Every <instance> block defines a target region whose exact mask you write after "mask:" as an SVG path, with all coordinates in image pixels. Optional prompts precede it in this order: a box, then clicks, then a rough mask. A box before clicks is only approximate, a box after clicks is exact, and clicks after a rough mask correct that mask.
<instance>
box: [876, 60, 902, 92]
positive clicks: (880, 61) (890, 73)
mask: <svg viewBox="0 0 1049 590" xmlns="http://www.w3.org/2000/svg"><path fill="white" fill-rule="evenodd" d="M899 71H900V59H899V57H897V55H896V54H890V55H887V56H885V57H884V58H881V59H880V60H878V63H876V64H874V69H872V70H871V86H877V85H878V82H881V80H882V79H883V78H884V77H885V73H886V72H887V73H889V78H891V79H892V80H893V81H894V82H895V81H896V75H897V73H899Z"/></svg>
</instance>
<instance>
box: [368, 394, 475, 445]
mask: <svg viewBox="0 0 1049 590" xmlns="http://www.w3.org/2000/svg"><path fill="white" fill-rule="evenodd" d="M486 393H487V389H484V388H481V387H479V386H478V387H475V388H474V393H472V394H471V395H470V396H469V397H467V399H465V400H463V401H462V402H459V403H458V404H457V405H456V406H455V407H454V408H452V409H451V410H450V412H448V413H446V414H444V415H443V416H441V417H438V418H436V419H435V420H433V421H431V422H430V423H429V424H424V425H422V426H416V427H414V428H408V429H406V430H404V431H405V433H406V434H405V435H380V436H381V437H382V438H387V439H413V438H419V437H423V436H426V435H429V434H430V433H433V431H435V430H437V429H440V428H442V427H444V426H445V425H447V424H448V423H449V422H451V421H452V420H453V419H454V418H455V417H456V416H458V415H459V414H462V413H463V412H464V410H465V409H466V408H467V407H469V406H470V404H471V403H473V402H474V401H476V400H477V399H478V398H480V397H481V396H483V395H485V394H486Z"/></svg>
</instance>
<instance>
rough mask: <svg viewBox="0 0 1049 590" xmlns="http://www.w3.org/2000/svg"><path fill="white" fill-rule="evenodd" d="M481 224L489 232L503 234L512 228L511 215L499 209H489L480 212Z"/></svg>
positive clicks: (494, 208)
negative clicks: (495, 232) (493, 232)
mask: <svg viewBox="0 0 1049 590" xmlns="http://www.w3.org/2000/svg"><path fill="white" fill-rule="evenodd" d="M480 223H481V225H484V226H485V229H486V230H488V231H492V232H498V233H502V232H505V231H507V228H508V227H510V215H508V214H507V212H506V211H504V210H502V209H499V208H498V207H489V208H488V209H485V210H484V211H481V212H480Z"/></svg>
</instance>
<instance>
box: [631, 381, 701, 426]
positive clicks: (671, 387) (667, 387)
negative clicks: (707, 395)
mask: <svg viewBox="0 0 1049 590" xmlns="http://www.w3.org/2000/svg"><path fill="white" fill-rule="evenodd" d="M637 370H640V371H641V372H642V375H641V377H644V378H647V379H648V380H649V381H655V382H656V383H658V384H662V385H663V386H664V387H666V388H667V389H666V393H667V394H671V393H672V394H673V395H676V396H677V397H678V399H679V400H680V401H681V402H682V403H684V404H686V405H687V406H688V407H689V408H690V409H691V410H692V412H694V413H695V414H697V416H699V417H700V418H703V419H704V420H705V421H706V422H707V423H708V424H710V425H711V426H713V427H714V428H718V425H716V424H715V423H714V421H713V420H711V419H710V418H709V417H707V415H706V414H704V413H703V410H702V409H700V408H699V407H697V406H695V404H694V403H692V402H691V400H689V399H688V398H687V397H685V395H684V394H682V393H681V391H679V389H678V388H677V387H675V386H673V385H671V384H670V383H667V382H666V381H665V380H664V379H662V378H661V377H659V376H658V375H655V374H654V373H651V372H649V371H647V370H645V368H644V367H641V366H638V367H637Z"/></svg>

▶ _Work item_: Report every line in the data that holds "rough", copying each one.

▶ _Written answer_:
Every <instance> block defines a target region whose exact mask you write after "mask:" as an SVG path, with all coordinates in image pixels. Optional prompts precede it in this order: a box, then clicks, then a rough mask. A box before clicks is only approximate, a box after clicks is exact, and clicks after a rough mask correct that mask.
rough mask: <svg viewBox="0 0 1049 590" xmlns="http://www.w3.org/2000/svg"><path fill="white" fill-rule="evenodd" d="M481 224L489 232L503 234L512 228L511 215L499 209H489L480 212Z"/></svg>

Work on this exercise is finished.